Count the lines in the data below that contain the string "window", treating uppercase and lowercase as different, and give only that number.

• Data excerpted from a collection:

---

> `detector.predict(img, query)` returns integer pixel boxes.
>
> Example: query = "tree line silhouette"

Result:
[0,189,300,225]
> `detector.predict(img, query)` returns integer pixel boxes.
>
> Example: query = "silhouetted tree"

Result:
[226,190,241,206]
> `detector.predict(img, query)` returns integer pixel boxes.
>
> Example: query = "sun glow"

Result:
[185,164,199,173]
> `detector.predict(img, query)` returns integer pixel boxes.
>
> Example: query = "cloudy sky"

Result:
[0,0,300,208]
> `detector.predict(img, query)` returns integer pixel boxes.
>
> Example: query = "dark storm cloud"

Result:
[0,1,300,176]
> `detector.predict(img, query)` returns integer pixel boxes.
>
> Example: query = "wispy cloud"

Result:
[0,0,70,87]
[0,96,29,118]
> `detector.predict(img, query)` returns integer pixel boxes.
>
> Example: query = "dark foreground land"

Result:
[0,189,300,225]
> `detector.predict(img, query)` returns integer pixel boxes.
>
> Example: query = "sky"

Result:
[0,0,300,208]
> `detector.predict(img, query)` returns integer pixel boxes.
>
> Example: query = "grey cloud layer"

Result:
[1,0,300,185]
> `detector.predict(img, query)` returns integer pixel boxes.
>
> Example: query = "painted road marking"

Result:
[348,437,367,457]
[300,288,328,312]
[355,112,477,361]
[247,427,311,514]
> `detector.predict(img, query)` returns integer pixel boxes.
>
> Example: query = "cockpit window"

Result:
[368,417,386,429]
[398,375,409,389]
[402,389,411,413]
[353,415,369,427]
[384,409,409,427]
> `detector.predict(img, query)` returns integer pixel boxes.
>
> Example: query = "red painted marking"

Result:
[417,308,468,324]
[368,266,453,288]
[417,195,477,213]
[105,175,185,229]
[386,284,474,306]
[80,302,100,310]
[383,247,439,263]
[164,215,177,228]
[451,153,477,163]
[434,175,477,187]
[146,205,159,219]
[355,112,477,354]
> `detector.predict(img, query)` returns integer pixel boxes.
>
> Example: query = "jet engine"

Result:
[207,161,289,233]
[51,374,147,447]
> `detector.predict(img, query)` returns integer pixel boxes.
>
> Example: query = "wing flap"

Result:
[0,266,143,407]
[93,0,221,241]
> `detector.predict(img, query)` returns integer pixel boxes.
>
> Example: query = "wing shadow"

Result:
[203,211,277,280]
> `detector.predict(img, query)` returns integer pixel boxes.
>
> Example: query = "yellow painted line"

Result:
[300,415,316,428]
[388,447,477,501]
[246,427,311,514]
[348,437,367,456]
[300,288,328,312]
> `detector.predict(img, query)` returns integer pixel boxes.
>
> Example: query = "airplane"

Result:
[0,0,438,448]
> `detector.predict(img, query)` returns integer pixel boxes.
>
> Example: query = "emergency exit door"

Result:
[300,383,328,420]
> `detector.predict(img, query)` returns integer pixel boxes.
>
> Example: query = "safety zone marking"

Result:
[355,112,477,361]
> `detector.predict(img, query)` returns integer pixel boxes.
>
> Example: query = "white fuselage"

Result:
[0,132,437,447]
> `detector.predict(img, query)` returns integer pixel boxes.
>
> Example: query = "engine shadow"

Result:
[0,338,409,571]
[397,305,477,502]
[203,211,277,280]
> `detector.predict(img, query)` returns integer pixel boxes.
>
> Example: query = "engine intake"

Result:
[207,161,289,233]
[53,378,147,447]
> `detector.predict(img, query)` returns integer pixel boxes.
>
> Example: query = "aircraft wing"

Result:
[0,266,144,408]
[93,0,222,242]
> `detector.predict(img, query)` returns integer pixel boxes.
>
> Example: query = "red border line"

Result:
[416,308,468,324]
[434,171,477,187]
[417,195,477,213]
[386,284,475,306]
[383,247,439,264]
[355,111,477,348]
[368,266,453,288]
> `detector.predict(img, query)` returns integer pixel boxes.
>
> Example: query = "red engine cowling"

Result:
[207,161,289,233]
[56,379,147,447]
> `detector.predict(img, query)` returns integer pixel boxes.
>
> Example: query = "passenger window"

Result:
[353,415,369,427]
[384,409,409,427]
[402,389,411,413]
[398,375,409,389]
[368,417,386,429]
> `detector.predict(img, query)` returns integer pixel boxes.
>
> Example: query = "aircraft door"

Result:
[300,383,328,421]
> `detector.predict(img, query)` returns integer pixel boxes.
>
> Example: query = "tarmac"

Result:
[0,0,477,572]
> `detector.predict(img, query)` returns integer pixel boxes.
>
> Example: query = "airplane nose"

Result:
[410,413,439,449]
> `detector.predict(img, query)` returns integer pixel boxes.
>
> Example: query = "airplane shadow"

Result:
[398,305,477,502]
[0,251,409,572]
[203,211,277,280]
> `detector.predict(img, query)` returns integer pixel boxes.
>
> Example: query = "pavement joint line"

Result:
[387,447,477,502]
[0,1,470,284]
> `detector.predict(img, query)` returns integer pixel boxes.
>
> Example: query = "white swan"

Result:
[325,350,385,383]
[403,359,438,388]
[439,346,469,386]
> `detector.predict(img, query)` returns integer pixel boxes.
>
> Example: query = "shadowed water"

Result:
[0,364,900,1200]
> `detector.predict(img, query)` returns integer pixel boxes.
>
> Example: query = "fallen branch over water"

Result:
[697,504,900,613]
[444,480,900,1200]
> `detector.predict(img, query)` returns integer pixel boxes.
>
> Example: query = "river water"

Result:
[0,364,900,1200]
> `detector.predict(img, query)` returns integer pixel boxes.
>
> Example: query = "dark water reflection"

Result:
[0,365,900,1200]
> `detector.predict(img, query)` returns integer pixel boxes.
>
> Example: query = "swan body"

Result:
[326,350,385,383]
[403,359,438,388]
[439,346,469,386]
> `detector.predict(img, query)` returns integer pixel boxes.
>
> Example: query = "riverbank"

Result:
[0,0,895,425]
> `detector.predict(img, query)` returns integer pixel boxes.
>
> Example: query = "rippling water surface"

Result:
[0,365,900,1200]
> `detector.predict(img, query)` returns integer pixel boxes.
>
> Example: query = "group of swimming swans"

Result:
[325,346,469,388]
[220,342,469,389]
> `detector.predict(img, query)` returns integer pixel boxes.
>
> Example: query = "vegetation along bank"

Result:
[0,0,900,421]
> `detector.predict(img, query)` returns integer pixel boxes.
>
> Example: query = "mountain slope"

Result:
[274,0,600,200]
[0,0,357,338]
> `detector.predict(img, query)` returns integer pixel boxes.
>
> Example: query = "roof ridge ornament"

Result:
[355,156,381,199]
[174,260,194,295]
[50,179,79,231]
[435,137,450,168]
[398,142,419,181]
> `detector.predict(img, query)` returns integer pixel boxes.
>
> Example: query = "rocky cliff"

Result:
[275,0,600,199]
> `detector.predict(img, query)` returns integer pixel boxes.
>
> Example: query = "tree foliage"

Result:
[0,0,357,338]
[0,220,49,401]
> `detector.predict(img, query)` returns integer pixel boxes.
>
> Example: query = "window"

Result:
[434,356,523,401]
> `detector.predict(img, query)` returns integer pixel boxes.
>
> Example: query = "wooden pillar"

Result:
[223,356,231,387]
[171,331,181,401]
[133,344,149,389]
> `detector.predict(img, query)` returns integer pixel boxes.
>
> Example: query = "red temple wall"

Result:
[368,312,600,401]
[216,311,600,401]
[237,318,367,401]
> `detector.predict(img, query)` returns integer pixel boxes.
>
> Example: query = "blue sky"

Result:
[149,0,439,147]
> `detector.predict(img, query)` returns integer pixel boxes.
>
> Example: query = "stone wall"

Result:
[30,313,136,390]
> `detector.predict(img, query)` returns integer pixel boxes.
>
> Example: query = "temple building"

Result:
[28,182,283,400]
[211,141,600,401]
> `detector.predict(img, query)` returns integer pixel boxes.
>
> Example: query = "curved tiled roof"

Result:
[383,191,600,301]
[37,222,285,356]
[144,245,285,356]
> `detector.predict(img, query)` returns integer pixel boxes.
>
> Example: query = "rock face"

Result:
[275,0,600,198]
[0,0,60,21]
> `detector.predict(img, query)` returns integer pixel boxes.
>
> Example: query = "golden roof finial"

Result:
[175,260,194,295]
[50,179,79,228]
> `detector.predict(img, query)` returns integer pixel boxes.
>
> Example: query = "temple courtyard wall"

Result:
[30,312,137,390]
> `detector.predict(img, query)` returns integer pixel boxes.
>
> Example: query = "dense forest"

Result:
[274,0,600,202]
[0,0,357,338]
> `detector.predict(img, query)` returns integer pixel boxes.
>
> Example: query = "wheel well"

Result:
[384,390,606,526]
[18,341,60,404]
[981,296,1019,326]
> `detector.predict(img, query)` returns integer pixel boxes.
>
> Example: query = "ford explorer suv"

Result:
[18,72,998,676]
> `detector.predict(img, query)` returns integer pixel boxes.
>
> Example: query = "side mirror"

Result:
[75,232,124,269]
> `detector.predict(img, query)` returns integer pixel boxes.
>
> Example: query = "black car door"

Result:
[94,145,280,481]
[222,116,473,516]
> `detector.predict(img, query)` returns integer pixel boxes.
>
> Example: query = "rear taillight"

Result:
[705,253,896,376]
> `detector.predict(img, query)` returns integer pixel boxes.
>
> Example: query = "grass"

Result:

---

• Output for this exercise:
3